*WRITTEN REQUEST A*: Pull out every line of the listing that contains the word "roof", treating uppercase and lowercase as different.

*QUOTED TEXT*:
•••••

First of all, we said a very well deserved HAPPY BIRTHDAY to Java! The day of this vJUG session (May 20th) marks the 20th anniversary of Java’s first public release. A combination of Sun, Oracle, and the first-class Java community have helped to create the amazing and vibrant Java ecosystem, enabling Java to have a huge impact on the world..
Our speaker for this session, Rafael Winterhalter, lives in Oslo and is the main author and contributor to ByteBuddy, a runtime code generation library. He is also part of the excellent community that helps put together JavaZone, a great conference (2nd largest in Europe actually) that happens each year in Oslo. This will be JavaZone’s 14th year.
Rafael took time to talk to us about bytecode, the full session can be watched here below.
Also, you can see Rafael’s slides here:
It all starts with why Java bytecode makes a perfect medium for such a rich ecosystem of JVM languages and tools that we have now. The reason is simple enough, bytecode is a simple language that is easy to manipulate. Java bytecode is the universal compilation target for all the JVM languages and the reason why Java libraries and tools, like ByteBuddy, which Rafael created and maintains, are so proficient at working with almost any codebase you can throw at them.
The session format that Rafael chose was excellent. He showed the audience pieces of Java code and the corresponding bytecode with all the moving parts highlighted: bytecode operations, JVM stack, local variable table, constant pool. All you have to know or take care of to write a piece of bytecode on your own without using a compiler, or just know because knowledge is power.
Now the next bit is important, all the bytecode operations are represented as bytes, but referred by their mnemonic codes: iload, fadd, astore_2. The first character represents what data type the operation handles: i stands for int, f for float, a is for reference type.

•••••

*LISTING*:
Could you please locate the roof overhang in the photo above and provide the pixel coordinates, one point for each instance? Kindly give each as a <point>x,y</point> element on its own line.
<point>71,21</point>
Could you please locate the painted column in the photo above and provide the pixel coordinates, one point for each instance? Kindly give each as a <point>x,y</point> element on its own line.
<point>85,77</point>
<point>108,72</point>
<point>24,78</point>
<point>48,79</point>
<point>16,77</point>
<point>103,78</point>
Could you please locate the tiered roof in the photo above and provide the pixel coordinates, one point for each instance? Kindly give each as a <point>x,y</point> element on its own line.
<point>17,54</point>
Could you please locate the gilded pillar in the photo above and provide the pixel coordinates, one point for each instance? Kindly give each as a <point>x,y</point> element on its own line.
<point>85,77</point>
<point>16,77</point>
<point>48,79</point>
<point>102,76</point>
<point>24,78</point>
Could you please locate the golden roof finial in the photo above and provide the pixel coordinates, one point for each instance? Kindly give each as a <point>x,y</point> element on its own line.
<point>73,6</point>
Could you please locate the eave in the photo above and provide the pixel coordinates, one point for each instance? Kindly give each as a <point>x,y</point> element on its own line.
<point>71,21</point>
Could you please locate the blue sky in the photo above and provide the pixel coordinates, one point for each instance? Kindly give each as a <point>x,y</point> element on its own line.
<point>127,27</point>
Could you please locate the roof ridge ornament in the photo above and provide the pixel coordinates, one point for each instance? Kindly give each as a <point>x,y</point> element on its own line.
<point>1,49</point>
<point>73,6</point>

•••••

*WRITTEN REQUEST B*:
Answer these questions from the write-up on the Java bytecode session:
(i) On what date was the session held?
(ii) In which city does the speaker live?
(iii) What data type does the first character "f" stand for in a bytecode mnemonic?

*EXPECTED OUTPUT A*:
Could you please locate the roof overhang in the photo above and provide the pixel coordinates, one point for each instance? Kindly give each as a <point>x,y</point> element on its own line.
Could you please locate the tiered roof in the photo above and provide the pixel coordinates, one point for each instance? Kindly give each as a <point>x,y</point> element on its own line.
Could you please locate the golden roof finial in the photo above and provide the pixel coordinates, one point for each instance? Kindly give each as a <point>x,y</point> element on its own line.
Could you please locate the roof ridge ornament in the photo above and provide the pixel coordinates, one point for each instance? Kindly give each as a <point>x,y</point> element on its own line.

*EXPECTED OUTPUT B*:
(i) May 20th
(ii) Oslo
(iii) float